(DOCUMENT TEXT Opens)

BigTech and User Privacy Concerns Over Tracking

By BK​

What do you need to know this week?

Over the last week, two ‘BigTech’ companies have come under scrutiny for their alleged breaches of user privacy rights over tracking concerns.

On Tuesday, Meta (formerly Facebook) agreed to pay a $90 million settlementto finally lay a decade-old privacy lawsuit to rest. The lawsuit accused the tech giant of two things: tracking its users’ internet activity even after they logged out of the social media website and compiling users’ browsing histories into ‘profiles’ which were sold on to advertisers. Meta has denied any wrongdoing despite settling the claim.

Similarly, Apple has announced plans to introduce a number of changes that would make it harder to misuse the ‘AirTag’ - a button-sized device designed to help users locate lost items by attaching them into any object. However, these devices can be misused as a ‘stalking tool’ by being hidden in a car or on personal items such as a bag.

Why is this important for your interviews?

In recent years, it has become clear that data privacy issues, such as tracking, have become the core of the BigTech monopoly debate. Every time you use your social media app or web browser, these companies grow their digital ‘warehouses’ of information about you - from your address and phone number, to your preference for plant-based over cow’s milk.

(DOCUMENT TEXT Closes)
(LISTED ENTRIES Opens)

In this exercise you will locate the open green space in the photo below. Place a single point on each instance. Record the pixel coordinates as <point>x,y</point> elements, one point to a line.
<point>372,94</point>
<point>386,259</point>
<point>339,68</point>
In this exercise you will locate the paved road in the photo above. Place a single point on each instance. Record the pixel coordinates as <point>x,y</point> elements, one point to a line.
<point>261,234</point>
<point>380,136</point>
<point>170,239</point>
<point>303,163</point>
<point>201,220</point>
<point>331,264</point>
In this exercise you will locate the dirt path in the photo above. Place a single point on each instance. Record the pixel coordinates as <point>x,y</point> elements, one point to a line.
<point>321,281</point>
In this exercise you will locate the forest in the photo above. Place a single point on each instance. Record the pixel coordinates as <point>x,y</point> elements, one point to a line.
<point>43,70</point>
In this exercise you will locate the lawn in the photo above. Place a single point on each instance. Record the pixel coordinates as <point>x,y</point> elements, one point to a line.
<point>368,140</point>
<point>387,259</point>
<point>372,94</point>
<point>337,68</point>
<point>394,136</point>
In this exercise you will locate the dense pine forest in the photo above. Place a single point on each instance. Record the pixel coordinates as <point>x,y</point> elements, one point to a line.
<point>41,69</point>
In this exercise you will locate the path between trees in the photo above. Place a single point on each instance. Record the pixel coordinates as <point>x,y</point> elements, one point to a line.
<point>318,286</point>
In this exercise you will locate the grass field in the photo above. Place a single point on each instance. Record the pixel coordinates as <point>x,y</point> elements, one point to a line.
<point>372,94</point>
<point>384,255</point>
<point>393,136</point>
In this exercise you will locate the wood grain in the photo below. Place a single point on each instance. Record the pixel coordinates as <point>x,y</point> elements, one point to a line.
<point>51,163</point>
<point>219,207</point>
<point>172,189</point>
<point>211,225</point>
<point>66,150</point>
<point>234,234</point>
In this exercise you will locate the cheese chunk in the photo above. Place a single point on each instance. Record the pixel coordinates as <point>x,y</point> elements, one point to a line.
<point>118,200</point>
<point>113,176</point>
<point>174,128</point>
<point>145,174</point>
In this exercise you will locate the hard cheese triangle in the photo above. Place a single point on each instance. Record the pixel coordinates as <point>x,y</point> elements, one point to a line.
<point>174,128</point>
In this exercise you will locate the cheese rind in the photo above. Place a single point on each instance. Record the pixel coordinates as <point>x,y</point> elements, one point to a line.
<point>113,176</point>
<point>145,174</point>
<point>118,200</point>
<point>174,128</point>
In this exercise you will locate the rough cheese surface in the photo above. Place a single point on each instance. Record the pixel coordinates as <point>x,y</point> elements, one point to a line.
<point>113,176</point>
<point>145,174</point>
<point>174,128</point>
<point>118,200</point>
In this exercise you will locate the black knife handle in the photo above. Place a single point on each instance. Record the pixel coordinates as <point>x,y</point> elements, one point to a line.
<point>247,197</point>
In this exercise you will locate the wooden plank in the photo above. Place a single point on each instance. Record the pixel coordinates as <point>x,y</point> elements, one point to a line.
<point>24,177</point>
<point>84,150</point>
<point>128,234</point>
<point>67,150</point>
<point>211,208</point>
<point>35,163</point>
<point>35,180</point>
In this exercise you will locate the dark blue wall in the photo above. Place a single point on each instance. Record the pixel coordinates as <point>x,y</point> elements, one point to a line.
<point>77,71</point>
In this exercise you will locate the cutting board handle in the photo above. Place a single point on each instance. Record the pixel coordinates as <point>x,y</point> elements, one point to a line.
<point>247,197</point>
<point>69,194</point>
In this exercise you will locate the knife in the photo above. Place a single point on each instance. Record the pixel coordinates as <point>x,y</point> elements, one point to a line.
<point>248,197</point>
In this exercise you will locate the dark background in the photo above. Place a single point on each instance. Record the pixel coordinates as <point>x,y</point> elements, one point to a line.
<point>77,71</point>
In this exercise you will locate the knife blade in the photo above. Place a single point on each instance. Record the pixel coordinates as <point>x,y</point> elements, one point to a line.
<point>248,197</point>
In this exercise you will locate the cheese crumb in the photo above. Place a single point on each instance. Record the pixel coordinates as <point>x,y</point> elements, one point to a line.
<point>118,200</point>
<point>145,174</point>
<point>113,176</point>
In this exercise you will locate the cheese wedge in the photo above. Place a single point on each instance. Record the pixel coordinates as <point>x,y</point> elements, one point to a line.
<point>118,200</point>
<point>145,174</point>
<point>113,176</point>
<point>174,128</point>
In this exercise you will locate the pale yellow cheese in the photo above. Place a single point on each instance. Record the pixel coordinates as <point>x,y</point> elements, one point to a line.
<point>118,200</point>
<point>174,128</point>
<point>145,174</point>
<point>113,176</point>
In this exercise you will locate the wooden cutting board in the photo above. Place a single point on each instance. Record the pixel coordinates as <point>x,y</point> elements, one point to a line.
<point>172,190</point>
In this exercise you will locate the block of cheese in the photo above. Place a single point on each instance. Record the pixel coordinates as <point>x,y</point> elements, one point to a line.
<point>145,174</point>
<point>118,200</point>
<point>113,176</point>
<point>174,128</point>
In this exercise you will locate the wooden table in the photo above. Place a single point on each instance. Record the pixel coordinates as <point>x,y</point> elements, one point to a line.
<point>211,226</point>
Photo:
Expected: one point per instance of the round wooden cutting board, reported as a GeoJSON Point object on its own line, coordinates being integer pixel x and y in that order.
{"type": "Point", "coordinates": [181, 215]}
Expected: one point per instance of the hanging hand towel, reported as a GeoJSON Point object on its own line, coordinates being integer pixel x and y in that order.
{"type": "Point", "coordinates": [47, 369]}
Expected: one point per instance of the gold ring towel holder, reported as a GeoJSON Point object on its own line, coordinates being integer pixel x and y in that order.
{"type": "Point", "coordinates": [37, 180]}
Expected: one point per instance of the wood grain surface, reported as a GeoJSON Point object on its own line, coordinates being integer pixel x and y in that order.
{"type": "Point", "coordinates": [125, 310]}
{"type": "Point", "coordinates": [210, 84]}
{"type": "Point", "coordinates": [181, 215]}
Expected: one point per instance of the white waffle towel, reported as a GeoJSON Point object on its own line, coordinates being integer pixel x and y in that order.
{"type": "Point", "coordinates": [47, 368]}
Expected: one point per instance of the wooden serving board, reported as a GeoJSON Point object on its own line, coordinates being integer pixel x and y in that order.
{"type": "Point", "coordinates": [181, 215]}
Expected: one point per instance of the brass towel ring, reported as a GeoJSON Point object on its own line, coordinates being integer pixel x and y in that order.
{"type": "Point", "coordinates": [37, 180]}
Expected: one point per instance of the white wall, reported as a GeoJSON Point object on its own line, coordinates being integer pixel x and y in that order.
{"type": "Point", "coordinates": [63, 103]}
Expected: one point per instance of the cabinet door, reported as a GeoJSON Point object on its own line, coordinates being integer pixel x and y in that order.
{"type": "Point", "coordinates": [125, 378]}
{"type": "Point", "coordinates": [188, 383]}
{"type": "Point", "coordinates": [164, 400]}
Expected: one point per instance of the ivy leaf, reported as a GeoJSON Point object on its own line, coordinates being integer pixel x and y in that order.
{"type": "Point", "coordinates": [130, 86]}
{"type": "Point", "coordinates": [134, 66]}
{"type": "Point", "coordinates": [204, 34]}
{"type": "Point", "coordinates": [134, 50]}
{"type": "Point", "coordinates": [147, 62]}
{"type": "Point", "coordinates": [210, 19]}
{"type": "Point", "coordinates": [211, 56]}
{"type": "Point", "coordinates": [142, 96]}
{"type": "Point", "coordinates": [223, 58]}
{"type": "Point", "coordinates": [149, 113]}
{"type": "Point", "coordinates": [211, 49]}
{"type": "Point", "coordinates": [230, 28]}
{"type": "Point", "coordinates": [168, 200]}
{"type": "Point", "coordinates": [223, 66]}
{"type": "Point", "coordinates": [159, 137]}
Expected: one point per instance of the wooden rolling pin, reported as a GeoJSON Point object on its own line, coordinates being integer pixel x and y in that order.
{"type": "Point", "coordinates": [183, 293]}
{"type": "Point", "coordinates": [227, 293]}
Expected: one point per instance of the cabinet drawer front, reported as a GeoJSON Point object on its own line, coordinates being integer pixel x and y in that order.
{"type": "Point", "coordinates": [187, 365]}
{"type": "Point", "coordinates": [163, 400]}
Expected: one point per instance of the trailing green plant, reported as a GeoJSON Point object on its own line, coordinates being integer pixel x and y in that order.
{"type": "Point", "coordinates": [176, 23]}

(LISTED ENTRIES Closes)

BRIEF A: How much did Meta agree to pay to settle the privacy lawsuit described in the article on BigTech and user privacy?
BRIEF B: Continue the article on BigTech and user privacy from the point where it ends.

ANSWER SPACE A: $90 million.

ANSWER SPACE B:
There are two core issues with BigTech’s monopolistic access, storage and exploitation of consumer data. Firstly, there aren’t many rules for BigTech to break. Rules only emerge when a governing body imposes them. However, BigTech’s products, services and platforms are evolving more rapidly than the law. Moreover, consumers are usually not “data literate enough” to understand the full value of their personal data and often hand over their data for free.

Therefore, even if a consumer wants to take control of their data, they often lack the means to do so by law and even if they would like to do so now, the laws enacted have arrived a little too late and are often shrouded by legal jargon hardly accessible to the average consumer.

So, where does this leave us now?

It seems we’re currently stuck in a loop of government and regulator-launched probes and lawsuits which incrementally drive changes in data privacy laws. Despite all this, BigTech’s monopoly on consumer data seems to remain mostly unscathed.

How is this topic relevant to law firms?

Law firms are increasingly advising clients over how to avoid potential data privacy breaches where a proposed deal or project handles large amounts of consumer data,

One possible future development of the law to better protect consumer data privacy rights is to create a legal infrastructure allowing a ‘class or group actions’ (also known as ‘collective redress actions’) for breaches of consumer data privacy rights. They can work to change public opinion, for example in forcing Big Tobacco to admit the correlation between smoking and cancer, or by paving the way for the mandatory use of car seatbelts.

Finally, law firms with strong litigation teams may be called to fend off any high profile data privacy lawsuits and investigations brought by regulators.